Énoncé A
Recopiez fidèlement le passage du texte sur Ferguson qui va de « Dans ce texte » à « pris pour cible. ».

Texte fourni

++++++++++

Dans ce texte initialement paru sur le site états-unien The Jacobin, Robert Stephens II montre que les manifestants de Ferguson ne sont en rien irrationnels ni apolitiques. Bien au contraire, ils attirent l’attention sur leurs besoins fondamentaux et insatisfaits.
Le week-end dernier [le 9 août 2014, ndlr], la police de Ferguson – une ville de l’Etat du Missouri – a assassiné Michael Brown, un adolescent noir. Alors que les détails ne sont encore publiés qu’au compte-goutte, il est clair que lors d’une confrontation avec une voiture de police, à un pâté de maison du logement de la grand-mère de l’adolescent, un agent de police a ouvert le feu et l’a tué au milieu de la rue alors qu’il était désarmé. Selon les témoins, Brown tentait d’échapper au policier et avait les mains en l’air au moment même où le policier l’a pris pour cible.

++++++++++

Entrées à traiter
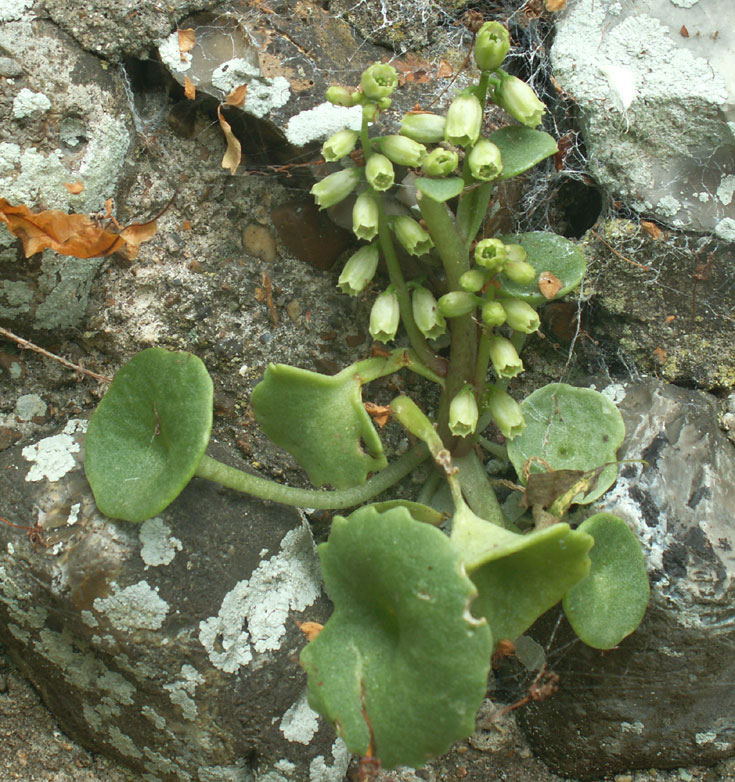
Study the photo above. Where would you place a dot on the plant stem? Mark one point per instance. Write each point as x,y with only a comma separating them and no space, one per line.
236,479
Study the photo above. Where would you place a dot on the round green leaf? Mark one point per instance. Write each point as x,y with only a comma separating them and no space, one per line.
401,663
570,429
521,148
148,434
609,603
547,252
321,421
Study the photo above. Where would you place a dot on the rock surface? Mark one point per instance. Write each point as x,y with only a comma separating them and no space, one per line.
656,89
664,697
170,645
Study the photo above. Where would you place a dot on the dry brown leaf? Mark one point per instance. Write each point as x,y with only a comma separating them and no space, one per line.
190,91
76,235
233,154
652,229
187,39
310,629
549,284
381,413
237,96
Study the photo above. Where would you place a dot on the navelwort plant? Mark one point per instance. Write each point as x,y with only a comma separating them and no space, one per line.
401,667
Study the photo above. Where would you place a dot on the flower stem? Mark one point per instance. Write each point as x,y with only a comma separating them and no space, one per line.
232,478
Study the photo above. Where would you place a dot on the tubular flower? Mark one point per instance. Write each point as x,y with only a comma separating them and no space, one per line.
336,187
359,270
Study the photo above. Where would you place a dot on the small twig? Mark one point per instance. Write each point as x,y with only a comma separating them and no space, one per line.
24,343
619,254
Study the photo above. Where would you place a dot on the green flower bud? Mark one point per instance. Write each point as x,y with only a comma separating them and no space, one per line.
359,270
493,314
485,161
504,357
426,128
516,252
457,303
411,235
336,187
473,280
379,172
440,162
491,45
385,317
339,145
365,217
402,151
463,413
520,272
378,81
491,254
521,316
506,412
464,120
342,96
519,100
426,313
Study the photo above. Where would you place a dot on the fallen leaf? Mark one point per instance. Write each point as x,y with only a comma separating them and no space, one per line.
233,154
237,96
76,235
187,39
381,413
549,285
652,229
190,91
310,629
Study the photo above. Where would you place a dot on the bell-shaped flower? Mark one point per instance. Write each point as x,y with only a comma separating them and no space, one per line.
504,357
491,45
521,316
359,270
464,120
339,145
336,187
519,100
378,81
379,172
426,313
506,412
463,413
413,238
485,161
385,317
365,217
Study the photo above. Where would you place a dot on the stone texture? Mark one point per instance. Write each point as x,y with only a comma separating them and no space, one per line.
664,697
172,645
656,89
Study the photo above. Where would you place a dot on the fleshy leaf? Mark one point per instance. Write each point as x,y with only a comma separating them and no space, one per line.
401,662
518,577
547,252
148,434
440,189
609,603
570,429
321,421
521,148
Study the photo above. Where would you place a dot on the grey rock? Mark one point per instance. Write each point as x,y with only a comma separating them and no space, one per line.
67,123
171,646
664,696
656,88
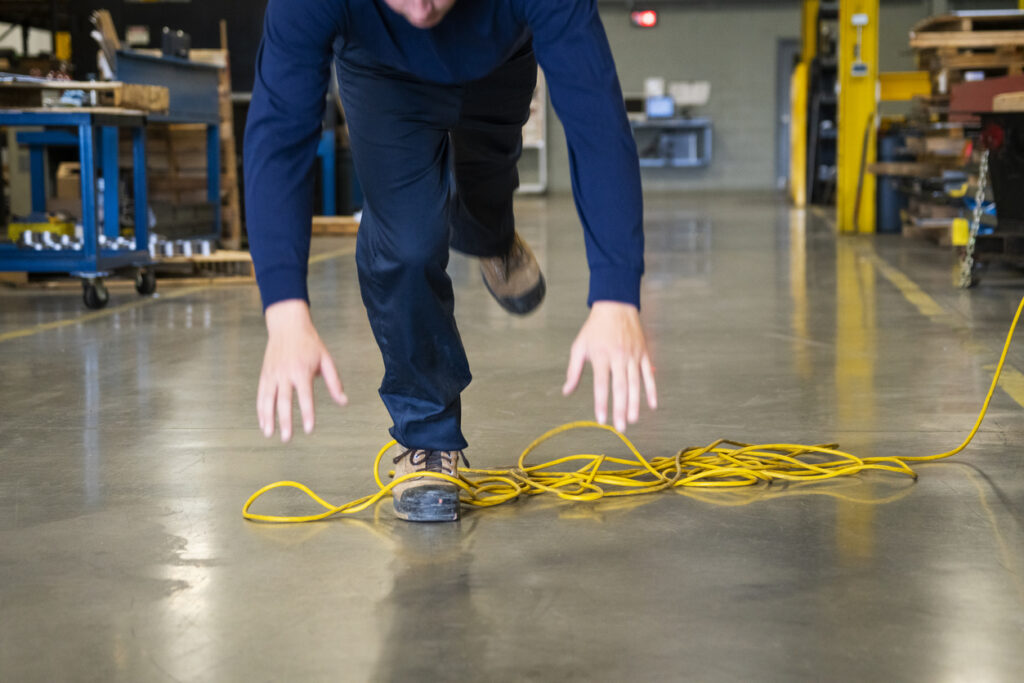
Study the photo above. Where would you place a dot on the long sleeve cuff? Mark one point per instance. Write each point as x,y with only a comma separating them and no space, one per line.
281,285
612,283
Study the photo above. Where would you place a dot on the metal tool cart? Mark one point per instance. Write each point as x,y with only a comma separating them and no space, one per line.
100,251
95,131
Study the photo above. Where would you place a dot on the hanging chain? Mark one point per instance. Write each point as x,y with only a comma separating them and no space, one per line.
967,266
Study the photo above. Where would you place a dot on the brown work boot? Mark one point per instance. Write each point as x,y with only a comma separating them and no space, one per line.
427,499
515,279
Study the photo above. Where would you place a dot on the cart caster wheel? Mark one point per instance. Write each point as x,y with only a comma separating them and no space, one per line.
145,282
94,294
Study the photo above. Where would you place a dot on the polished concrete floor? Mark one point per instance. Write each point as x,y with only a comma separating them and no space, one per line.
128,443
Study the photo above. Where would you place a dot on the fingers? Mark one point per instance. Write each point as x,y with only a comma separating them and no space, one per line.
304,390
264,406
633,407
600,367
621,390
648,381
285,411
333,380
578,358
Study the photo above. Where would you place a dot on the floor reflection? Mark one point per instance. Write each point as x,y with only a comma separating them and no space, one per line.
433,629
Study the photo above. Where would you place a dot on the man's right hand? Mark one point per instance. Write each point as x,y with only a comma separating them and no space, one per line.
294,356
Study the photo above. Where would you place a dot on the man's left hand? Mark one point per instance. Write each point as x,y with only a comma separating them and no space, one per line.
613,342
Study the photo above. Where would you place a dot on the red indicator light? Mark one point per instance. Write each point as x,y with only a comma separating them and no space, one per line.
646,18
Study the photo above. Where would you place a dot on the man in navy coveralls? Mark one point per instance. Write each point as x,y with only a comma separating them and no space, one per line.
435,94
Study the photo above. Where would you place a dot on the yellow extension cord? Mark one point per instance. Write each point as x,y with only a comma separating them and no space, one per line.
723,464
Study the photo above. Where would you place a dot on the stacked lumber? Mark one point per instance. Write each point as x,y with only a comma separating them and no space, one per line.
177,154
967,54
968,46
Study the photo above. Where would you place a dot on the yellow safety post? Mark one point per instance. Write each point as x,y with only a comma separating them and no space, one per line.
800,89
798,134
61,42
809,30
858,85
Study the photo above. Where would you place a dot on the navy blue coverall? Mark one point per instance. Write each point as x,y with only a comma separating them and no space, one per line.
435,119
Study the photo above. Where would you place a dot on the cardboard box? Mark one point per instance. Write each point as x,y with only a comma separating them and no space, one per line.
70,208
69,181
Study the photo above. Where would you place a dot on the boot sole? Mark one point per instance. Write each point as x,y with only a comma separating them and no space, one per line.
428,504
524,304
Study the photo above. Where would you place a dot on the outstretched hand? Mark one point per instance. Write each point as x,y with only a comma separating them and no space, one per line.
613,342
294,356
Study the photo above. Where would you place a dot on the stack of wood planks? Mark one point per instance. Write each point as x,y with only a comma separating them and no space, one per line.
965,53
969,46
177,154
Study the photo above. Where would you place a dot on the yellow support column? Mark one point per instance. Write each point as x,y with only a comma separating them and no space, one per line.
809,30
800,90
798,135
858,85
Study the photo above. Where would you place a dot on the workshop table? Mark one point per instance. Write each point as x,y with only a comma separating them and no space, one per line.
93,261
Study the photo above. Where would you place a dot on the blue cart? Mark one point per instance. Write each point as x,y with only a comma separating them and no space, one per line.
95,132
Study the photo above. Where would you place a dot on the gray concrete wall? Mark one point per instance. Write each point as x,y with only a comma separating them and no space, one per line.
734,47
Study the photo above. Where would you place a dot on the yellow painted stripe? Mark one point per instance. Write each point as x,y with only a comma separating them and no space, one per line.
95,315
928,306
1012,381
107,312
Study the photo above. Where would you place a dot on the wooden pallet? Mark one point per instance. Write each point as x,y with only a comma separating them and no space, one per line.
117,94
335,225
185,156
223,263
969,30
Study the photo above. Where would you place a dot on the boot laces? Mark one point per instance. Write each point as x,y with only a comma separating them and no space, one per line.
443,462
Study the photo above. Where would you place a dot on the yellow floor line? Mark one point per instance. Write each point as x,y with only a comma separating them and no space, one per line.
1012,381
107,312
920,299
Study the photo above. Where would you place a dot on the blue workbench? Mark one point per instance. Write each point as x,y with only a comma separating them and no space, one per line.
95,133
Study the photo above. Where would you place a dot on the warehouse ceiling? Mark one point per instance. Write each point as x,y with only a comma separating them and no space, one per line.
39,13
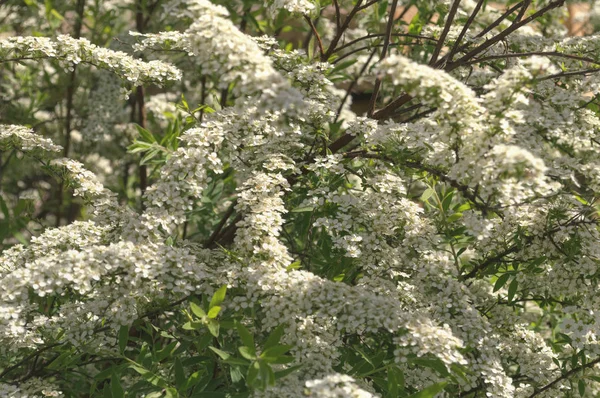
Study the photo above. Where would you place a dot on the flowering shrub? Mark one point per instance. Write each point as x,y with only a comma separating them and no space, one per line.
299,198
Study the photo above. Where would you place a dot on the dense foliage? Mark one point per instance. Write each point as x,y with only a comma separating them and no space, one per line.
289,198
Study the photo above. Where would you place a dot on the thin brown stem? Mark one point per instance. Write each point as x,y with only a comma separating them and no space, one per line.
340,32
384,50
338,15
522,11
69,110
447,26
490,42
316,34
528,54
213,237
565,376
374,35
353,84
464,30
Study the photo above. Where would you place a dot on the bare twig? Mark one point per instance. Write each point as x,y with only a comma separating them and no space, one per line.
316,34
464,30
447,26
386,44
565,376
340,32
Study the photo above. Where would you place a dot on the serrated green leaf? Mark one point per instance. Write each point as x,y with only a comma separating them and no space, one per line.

++++++++++

Énoncé B
Combien de lignes des entrées contiennent le mot « navy » ? Donnez seulement ce nombre.

Solution proposée A
Dans ce texte initialement paru sur le site états-unien The Jacobin, Robert Stephens II montre que les manifestants de Ferguson ne sont en rien irrationnels ni apolitiques. Bien au contraire, ils attirent l’attention sur leurs besoins fondamentaux et insatisfaits.
Le week-end dernier [le 9 août 2014, ndlr], la police de Ferguson – une ville de l’Etat du Missouri – a assassiné Michael Brown, un adolescent noir. Alors que les détails ne sont encore publiés qu’au compte-goutte, il est clair que lors d’une confrontation avec une voiture de police, à un pâté de maison du logement de la grand-mère de l’adolescent, un agent de police a ouvert le feu et l’a tué au milieu de la rue alors qu’il était désarmé. Selon les témoins, Brown tentait d’échapper au policier et avait les mains en l’air au moment même où le policier l’a pris pour cible.

Solution proposée B
2